Stated problem » Write out the entries below once more, exactly, with the pictures left out.

Record set »
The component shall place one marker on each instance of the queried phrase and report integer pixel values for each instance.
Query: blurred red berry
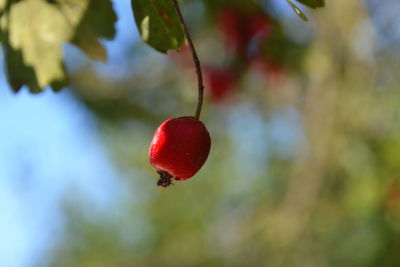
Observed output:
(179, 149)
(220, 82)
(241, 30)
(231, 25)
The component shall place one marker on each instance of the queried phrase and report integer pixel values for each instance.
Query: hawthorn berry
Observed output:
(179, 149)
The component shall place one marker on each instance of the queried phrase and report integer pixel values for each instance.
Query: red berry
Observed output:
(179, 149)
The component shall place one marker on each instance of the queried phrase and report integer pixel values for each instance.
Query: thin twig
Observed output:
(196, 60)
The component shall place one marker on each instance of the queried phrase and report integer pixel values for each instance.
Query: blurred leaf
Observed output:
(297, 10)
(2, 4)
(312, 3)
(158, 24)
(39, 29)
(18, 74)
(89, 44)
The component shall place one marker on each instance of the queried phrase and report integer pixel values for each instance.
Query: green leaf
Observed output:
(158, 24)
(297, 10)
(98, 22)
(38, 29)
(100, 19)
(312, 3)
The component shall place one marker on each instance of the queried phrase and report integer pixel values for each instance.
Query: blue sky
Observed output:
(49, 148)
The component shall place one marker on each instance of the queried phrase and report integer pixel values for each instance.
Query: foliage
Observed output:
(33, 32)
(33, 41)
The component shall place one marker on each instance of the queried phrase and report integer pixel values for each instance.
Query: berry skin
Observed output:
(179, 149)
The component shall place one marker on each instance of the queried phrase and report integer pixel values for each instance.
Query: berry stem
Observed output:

Final result »
The component shall place one marker on each instance of the queried phrase and report integer pixel values for each instance.
Query: blurred red berry
Observed output:
(179, 149)
(220, 82)
(241, 30)
(231, 25)
The component shall place one marker on each instance of the queried phrase and report integer pixel values for each instance.
Query: hawthorn berry
Observed output:
(179, 149)
The component shall place one marker on each instance of the queried phrase and report integer pixel values for each instance.
Query: red berry
Observed output:
(179, 149)
The component shall place one marker on each instance of the queried phrase and report integer pixel values for each instance.
Query: thin twig
Observed output:
(196, 60)
The component shall place one marker on each instance of the queried phrase and report integer pixel values for each instance.
Query: blurred leaf
Observed output:
(297, 10)
(2, 4)
(312, 3)
(158, 24)
(39, 29)
(18, 74)
(89, 44)
The component shall place one marker on each instance of the queried phrase and report integer pixel values for each instance.
Query: green leaf
Observed output:
(158, 24)
(297, 10)
(98, 22)
(38, 29)
(100, 19)
(312, 3)
The component shall place one marker on each instance of the queried phrase and report integer pixel values for each instance.
Query: blue sky
Observed output:
(49, 148)
The component shall place one marker on each instance of the queried phrase and report integer pixel values for each instance.
Query: foliage
Observed output:
(33, 32)
(33, 41)
The component shall place one marker on each instance of the queried phrase and report integer pixel values for each instance.
Query: berry skin
Observed output:
(179, 149)
The component shall place one marker on each instance of the queried phrase and report integer pixel values for each instance.
Query: berry stem
Observed output:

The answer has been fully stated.